(Point-per-instance localization data)
^^^^^^^^^^^^^^^^
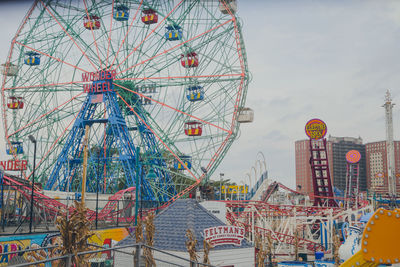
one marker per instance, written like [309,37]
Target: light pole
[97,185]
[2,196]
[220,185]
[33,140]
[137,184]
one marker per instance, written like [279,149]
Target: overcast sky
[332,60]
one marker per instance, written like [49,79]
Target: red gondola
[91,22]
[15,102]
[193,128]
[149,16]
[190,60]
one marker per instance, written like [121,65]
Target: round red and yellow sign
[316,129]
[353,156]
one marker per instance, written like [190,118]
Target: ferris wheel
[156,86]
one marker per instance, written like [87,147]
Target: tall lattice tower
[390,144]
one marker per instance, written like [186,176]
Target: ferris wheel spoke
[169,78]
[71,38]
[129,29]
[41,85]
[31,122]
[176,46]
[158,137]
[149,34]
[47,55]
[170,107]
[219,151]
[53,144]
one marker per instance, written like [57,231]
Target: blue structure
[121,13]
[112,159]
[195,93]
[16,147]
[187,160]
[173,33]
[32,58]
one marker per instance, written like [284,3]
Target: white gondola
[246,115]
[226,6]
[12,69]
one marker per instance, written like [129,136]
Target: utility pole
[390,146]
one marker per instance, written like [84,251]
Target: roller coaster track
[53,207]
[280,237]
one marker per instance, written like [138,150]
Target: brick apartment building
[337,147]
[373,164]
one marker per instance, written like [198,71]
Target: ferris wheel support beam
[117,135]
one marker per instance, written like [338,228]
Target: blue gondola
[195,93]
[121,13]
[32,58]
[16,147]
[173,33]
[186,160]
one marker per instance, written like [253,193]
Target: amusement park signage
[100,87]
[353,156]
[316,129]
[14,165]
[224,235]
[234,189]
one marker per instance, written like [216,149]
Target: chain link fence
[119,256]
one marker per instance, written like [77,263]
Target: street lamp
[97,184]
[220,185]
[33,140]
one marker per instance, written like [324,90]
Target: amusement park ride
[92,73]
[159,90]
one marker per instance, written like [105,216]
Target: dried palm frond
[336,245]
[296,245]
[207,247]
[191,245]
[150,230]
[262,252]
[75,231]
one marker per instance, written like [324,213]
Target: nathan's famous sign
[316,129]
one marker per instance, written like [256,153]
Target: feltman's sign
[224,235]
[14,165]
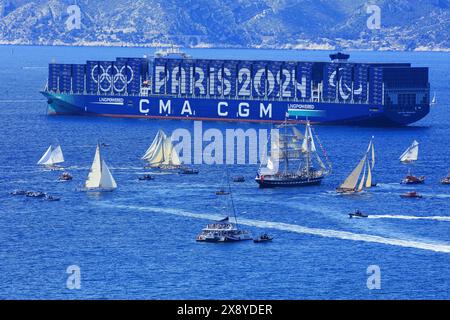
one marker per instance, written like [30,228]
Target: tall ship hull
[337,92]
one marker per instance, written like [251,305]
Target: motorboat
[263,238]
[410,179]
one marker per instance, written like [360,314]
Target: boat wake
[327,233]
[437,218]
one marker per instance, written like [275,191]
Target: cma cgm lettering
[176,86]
^^^^^^^^^^^^^^^^
[Assigned task]: Please give an exact copy of the lines above, beginning with the line containing "Target: tall ship hull" and running through the line containing "one marker per instance, written like [275,191]", and of no other lines.

[Reply]:
Target: tall ship hull
[337,92]
one marker per instance, written like [251,305]
Target: motorboat
[263,238]
[410,179]
one marker per instance, written like [360,314]
Target: boat wake
[327,233]
[437,218]
one marker per instance, written like [275,191]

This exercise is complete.